Instructions to follow: Repeat the whole of the data, keeping every detail the same.
--- Record set Enclosed Below ---
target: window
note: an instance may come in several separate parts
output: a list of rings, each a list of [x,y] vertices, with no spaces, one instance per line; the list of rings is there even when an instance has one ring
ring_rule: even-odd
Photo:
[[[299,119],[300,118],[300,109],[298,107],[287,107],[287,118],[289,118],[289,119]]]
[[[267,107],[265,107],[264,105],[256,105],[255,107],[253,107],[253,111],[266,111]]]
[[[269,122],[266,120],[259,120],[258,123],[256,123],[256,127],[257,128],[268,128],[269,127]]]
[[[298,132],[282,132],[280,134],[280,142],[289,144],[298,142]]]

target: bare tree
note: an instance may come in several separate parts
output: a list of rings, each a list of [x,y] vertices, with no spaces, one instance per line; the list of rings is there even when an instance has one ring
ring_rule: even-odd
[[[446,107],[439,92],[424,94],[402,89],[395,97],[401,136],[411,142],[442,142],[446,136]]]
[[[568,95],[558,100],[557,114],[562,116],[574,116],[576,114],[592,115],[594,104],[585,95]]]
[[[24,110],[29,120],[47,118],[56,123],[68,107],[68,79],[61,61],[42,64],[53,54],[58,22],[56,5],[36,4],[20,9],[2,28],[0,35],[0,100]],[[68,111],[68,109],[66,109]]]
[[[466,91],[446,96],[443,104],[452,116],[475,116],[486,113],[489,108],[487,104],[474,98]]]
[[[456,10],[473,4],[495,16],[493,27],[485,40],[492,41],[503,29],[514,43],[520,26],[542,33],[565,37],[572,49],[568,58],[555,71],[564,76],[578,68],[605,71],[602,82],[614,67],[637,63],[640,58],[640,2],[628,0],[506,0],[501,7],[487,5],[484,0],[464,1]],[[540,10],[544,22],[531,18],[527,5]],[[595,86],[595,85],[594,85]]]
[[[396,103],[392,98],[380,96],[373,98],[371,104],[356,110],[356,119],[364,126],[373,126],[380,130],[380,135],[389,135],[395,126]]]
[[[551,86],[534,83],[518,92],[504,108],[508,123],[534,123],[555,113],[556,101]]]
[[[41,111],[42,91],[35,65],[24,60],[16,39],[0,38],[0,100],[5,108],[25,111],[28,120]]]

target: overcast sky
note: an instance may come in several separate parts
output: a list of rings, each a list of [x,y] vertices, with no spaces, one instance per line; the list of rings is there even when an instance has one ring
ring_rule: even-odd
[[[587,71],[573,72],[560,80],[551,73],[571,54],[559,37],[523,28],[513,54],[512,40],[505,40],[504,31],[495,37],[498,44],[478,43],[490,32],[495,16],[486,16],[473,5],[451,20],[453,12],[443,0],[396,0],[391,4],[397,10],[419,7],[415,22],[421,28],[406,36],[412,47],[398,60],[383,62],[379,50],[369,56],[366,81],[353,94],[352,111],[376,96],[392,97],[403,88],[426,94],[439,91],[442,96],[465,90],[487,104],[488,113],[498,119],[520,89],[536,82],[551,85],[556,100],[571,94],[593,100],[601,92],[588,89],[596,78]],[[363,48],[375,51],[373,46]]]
--- End of Enclosed Record set ---
Output:
target: window
note: an instance may come in several separate parts
output: a list of rings, each a list of [x,y] vertices, with no spaces, one instance per line; the list of rings is there even when an instance has one ring
ring_rule: even-odd
Photo:
[[[299,119],[300,118],[300,109],[298,107],[287,107],[287,118],[289,118],[289,119]]]
[[[267,107],[265,107],[264,105],[256,105],[255,107],[253,107],[253,111],[266,111]]]
[[[269,122],[266,120],[259,120],[258,123],[256,123],[256,127],[257,128],[268,128],[269,127]]]
[[[298,132],[282,132],[280,134],[280,142],[289,144],[298,142]]]

target: bare tree
note: an instance may come in several separate parts
output: a list of rings, each a list of [x,y] vertices, with no spaces, one instance per line; the list of rings is there even when an instance has one ring
ring_rule: even-odd
[[[446,107],[439,92],[424,94],[402,89],[395,97],[401,136],[411,142],[442,142],[446,136]]]
[[[568,95],[558,100],[557,114],[562,116],[574,116],[576,114],[592,115],[594,104],[585,95]]]
[[[24,110],[29,120],[47,118],[56,123],[68,107],[68,79],[61,61],[42,64],[53,54],[58,22],[56,5],[36,4],[20,9],[2,28],[0,35],[0,100]],[[68,111],[68,109],[66,109]]]
[[[466,91],[446,96],[443,104],[452,116],[475,116],[486,113],[489,108],[487,104],[474,98]]]
[[[456,10],[473,4],[495,16],[493,27],[485,40],[492,41],[503,29],[514,43],[520,26],[542,33],[565,37],[572,49],[568,58],[555,71],[564,76],[578,68],[605,71],[602,82],[614,67],[637,63],[640,58],[640,2],[628,0],[506,0],[501,7],[487,5],[484,0],[464,1]],[[540,10],[544,22],[531,18],[527,5]],[[595,86],[595,85],[594,85]]]
[[[396,103],[392,98],[380,96],[373,98],[371,104],[356,110],[356,119],[364,126],[373,126],[380,130],[380,135],[389,135],[395,126]]]
[[[551,86],[534,83],[518,92],[504,108],[508,123],[534,123],[555,113],[556,101]]]
[[[41,111],[42,91],[35,65],[24,60],[16,39],[0,38],[0,100],[5,108],[25,111],[28,120]]]

target: overcast sky
note: an instance may come in several separate parts
output: a list of rings, each a list of [x,y] vertices, with no spaces, one instance per line; the list of rings is there even when an instance has one ring
ring_rule: even-odd
[[[587,71],[573,72],[560,80],[551,73],[571,54],[559,37],[523,28],[513,54],[512,40],[505,40],[504,31],[495,37],[498,44],[478,43],[490,32],[495,16],[486,16],[473,5],[451,20],[453,12],[443,0],[396,0],[391,4],[397,10],[419,7],[415,22],[421,28],[406,36],[412,47],[398,60],[383,62],[379,50],[369,56],[366,81],[353,94],[352,111],[376,96],[392,97],[403,88],[426,94],[439,91],[442,96],[465,90],[487,104],[488,113],[498,119],[520,89],[536,82],[551,85],[556,100],[571,94],[593,100],[601,92],[588,89],[596,78]],[[363,48],[375,51],[373,46]]]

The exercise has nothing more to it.